Work task A →
From the comment thread below about looking at the sun, copy word for word the part that opens with the words containing "1. Six seconds." and closes with "people usually do.".
Work task B →
In the comment thread below about looking at the sun, how long did the quoted sentence say she peeked each time?

Reading passage →
4 of 135 comments (clear)

  1. Six seconds. Or maybe longer. by Geoffrey.landis · · Score: 4, Insightful

    Worth pointing out:

    "She had peeked several times, for about six seconds, when the sun was only partially covered by the moon."

    Uh, note that's what she said she did. We don't actually know how long she looked at the sun; she almost certainly underplayed how stupid she was when she talked to the doctor, since people usually do.

    --
    http://www.geoffreylandis.com
  2. The Science of Magnifying Glass by n329619 · · Score: 4, Insightful

    Perhaps she and those who did it should have tried to experiment with a magnifying glass before any attempt to stare at the sun. You might have tried this before when you were little.

    If the magnifying glass started showing smoke on whatever it is focused in 6 seconds, staring at the sun at the time for the same duration could surely do the same to the eye.

    1. Re:The Science of Magnifying Glass by cyn1c77 · · Score: 3, Insightful

      Perhaps she and those who did it should have tried to experiment with a magnifying glass before any attempt to stare at the sun. You might have tried this before when you were little.

      If the magnifying glass started showing smoke on whatever it is focused in 6 seconds, staring at the sun at the time for the same duration could surely do the same to the eye.

      What?!?!

      You're saying that a 100-mm-diameter high-magnification lens has the same light gathering power as a 2-mm-diameter pupil?

Information given →
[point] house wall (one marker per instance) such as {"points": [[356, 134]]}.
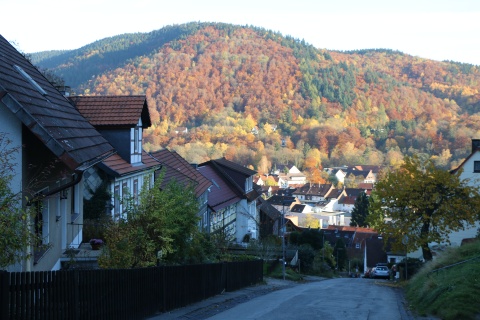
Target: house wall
{"points": [[246, 220], [225, 219], [10, 125], [136, 143], [118, 139], [124, 187]]}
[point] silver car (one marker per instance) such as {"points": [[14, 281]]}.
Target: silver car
{"points": [[381, 272]]}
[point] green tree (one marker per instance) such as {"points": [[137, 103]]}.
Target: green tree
{"points": [[424, 203], [310, 221], [16, 230], [360, 211], [340, 254], [164, 220]]}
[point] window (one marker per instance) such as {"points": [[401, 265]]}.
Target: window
{"points": [[135, 190], [42, 221], [249, 184], [116, 195], [124, 191], [476, 166]]}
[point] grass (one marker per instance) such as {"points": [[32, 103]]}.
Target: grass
{"points": [[448, 293]]}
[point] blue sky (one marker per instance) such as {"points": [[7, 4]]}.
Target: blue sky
{"points": [[433, 29]]}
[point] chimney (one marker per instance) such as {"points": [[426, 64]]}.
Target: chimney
{"points": [[64, 90], [475, 144]]}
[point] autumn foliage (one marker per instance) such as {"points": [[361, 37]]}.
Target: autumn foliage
{"points": [[258, 98]]}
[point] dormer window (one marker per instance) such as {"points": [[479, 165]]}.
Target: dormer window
{"points": [[248, 184], [476, 166], [136, 143]]}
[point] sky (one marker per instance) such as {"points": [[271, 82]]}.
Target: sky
{"points": [[432, 29]]}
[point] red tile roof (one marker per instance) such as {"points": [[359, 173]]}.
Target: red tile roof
{"points": [[179, 169], [113, 110], [222, 193], [117, 166], [46, 112]]}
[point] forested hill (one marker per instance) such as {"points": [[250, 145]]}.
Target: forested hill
{"points": [[331, 108]]}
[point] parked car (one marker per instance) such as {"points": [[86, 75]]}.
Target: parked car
{"points": [[368, 273], [380, 272]]}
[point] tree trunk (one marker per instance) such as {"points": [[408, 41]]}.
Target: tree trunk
{"points": [[427, 254]]}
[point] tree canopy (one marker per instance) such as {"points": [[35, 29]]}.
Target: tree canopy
{"points": [[164, 220], [360, 211], [423, 203]]}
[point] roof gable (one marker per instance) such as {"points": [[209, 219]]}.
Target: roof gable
{"points": [[117, 166], [103, 111], [222, 193], [179, 169], [46, 112]]}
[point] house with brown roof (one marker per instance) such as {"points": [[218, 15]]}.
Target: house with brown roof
{"points": [[312, 192], [178, 169], [470, 173], [232, 200], [346, 202], [57, 145], [121, 121]]}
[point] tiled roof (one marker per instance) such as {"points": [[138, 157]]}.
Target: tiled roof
{"points": [[113, 110], [365, 186], [314, 189], [234, 166], [46, 112], [347, 200], [334, 193], [222, 193], [268, 209], [117, 166], [179, 169], [236, 176]]}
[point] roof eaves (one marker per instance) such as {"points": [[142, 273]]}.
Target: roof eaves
{"points": [[28, 120], [218, 168]]}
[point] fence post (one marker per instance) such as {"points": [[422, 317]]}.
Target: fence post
{"points": [[76, 293], [4, 295]]}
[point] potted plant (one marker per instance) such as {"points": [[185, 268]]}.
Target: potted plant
{"points": [[96, 243]]}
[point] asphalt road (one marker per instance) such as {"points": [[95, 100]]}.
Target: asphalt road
{"points": [[342, 298], [316, 298]]}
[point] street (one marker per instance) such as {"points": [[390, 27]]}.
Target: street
{"points": [[342, 298]]}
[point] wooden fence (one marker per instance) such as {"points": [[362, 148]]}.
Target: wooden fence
{"points": [[118, 293]]}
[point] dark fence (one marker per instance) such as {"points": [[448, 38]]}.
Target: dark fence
{"points": [[118, 293]]}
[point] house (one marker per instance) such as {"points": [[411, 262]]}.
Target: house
{"points": [[363, 244], [367, 187], [181, 130], [373, 172], [294, 177], [270, 218], [57, 147], [312, 192], [178, 169], [232, 200], [346, 201], [367, 173], [471, 173], [121, 121]]}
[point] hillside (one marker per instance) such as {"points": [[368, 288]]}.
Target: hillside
{"points": [[448, 287], [330, 108]]}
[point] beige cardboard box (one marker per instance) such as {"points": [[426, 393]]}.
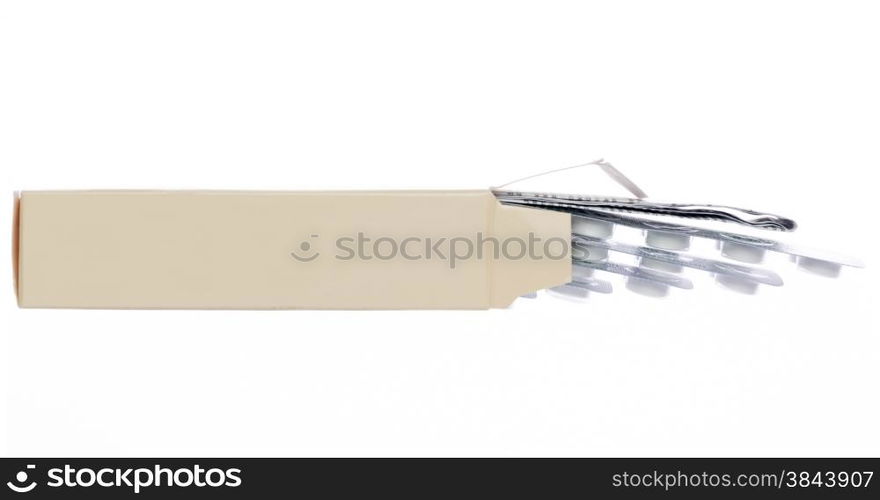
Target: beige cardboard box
{"points": [[283, 250]]}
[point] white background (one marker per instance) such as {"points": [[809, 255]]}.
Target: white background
{"points": [[771, 105]]}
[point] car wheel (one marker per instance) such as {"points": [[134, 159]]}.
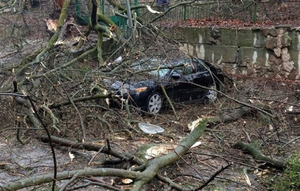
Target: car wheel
{"points": [[154, 103], [212, 94]]}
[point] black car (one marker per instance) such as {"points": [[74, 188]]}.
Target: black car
{"points": [[182, 80]]}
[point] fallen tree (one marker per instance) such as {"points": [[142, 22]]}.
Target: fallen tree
{"points": [[144, 172]]}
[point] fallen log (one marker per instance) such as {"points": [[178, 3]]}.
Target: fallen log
{"points": [[257, 155]]}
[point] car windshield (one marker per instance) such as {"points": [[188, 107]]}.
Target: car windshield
{"points": [[155, 67]]}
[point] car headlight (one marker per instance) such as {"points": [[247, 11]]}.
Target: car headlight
{"points": [[141, 89]]}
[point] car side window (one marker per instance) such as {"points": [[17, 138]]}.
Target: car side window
{"points": [[200, 65], [188, 69]]}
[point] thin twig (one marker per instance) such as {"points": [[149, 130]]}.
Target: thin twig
{"points": [[213, 177]]}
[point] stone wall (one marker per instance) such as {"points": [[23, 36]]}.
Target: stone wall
{"points": [[269, 52]]}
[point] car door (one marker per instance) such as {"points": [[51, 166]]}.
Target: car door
{"points": [[182, 89], [202, 78]]}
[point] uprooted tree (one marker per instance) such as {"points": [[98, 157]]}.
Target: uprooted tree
{"points": [[63, 74]]}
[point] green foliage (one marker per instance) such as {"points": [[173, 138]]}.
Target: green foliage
{"points": [[290, 179]]}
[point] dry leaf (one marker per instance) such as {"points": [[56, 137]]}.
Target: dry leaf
{"points": [[159, 150]]}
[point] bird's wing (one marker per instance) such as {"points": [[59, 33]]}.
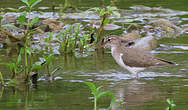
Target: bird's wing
{"points": [[139, 58]]}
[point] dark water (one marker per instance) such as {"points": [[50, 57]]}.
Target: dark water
{"points": [[68, 93]]}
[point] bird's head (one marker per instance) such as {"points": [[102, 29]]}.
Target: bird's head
{"points": [[114, 41]]}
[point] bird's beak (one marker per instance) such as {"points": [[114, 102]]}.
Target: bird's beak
{"points": [[103, 45]]}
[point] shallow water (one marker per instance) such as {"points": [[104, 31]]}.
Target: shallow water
{"points": [[68, 93]]}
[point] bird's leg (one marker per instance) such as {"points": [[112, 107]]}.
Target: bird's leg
{"points": [[137, 76]]}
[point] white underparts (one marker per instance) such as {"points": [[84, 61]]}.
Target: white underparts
{"points": [[119, 60]]}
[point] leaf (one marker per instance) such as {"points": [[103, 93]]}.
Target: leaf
{"points": [[26, 2], [10, 65], [34, 20], [28, 50], [106, 21], [19, 59], [168, 101], [173, 105], [22, 19], [105, 93], [12, 9], [116, 13], [10, 26], [21, 7], [94, 9], [102, 12], [92, 88], [36, 66], [49, 59], [1, 18], [167, 108], [35, 3]]}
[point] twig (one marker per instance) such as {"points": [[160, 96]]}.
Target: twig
{"points": [[9, 34]]}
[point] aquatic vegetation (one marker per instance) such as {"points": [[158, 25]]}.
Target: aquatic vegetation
{"points": [[15, 65], [171, 104], [71, 38], [97, 94], [104, 14], [2, 79], [28, 23]]}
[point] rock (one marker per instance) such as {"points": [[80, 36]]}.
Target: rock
{"points": [[131, 36], [133, 27], [146, 43]]}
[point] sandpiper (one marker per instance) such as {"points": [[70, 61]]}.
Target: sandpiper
{"points": [[133, 59]]}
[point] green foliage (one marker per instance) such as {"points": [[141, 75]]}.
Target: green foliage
{"points": [[29, 4], [97, 94], [72, 38], [171, 104], [22, 18], [14, 65], [2, 79], [104, 14]]}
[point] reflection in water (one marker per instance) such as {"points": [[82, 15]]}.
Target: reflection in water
{"points": [[134, 92]]}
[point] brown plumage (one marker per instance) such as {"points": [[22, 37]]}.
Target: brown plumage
{"points": [[130, 58]]}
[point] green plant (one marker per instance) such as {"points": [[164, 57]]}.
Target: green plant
{"points": [[71, 38], [48, 43], [104, 14], [97, 94], [171, 104], [2, 79], [14, 65], [28, 23]]}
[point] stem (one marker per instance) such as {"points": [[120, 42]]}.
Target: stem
{"points": [[95, 103], [2, 79], [26, 65]]}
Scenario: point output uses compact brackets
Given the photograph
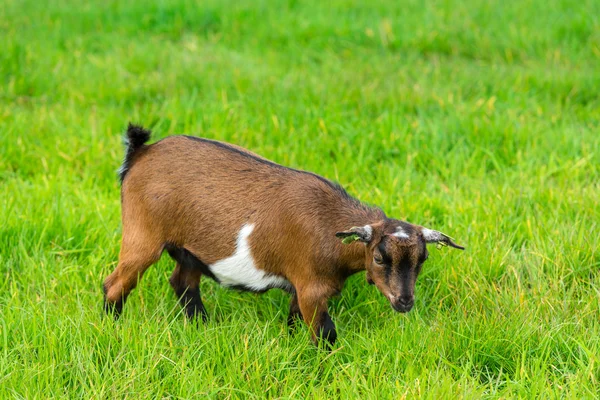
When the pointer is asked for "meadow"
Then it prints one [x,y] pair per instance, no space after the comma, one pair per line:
[477,118]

Answer A →
1. Six seconds. Or maybe longer. by Geoffrey.landis · · Score: 4, Insightful

    Worth pointing out:

    "She had peeked several times, for about six seconds, when the sun was only partially covered by the moon."

    Uh, note that's what she said she did. We don't actually know how long she looked at the sun; she almost certainly underplayed how stupid she was when she talked to the doctor, since people usually do.

Answer B →
About six seconds.